TASK PROMPT
Please transcribe the data below in full. Omit any picture you find in it.

Stored entries
-=-=-

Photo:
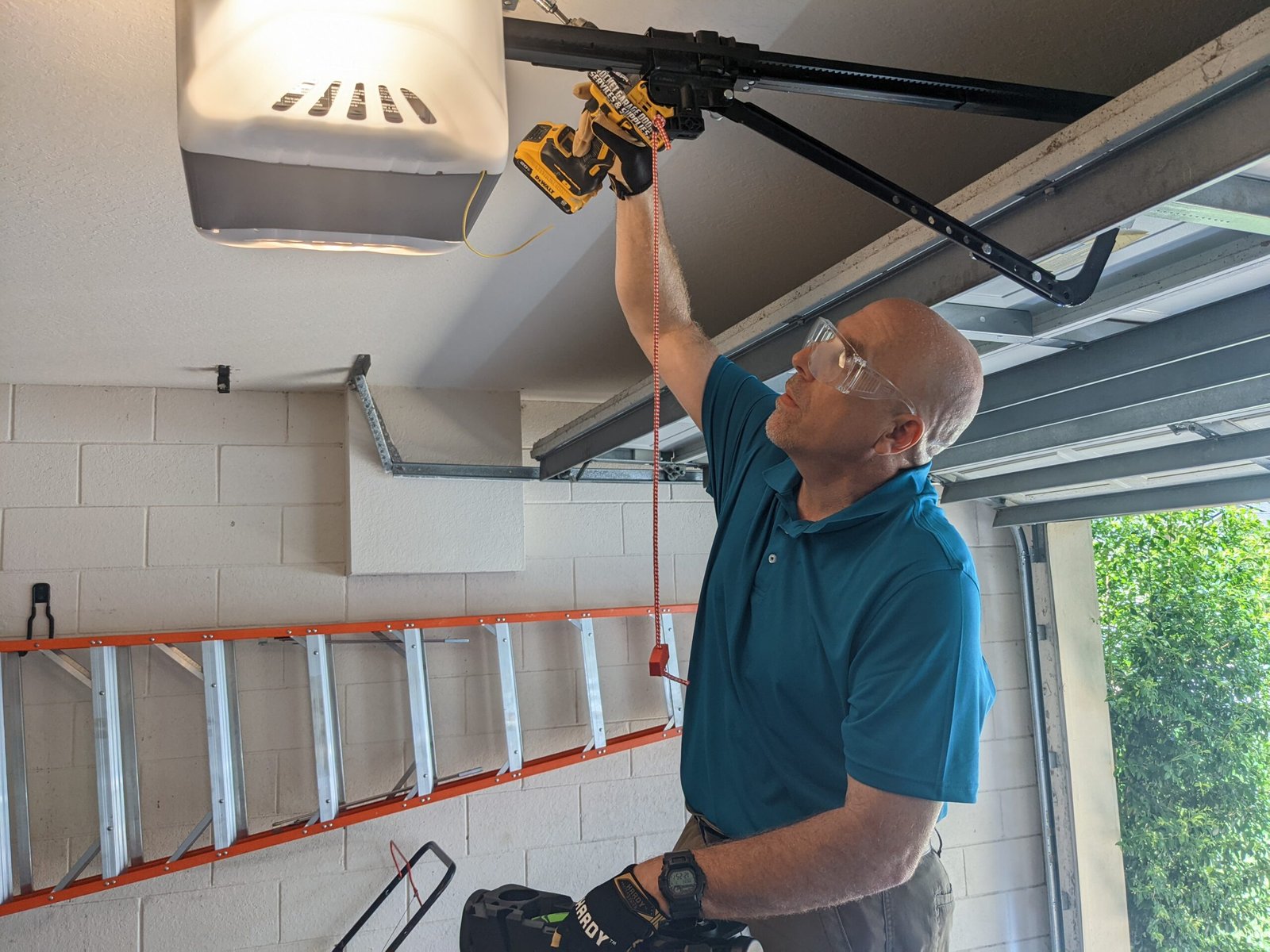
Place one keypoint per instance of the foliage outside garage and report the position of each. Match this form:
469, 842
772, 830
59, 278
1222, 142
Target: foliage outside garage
1185, 613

-=-=-

PROBLEM SOLUTION
Photo:
Place one keypoint per instance of the foliage outside garage and report the position of each. Match this form:
469, 842
772, 830
59, 278
1222, 142
Target: foliage outside garage
1185, 613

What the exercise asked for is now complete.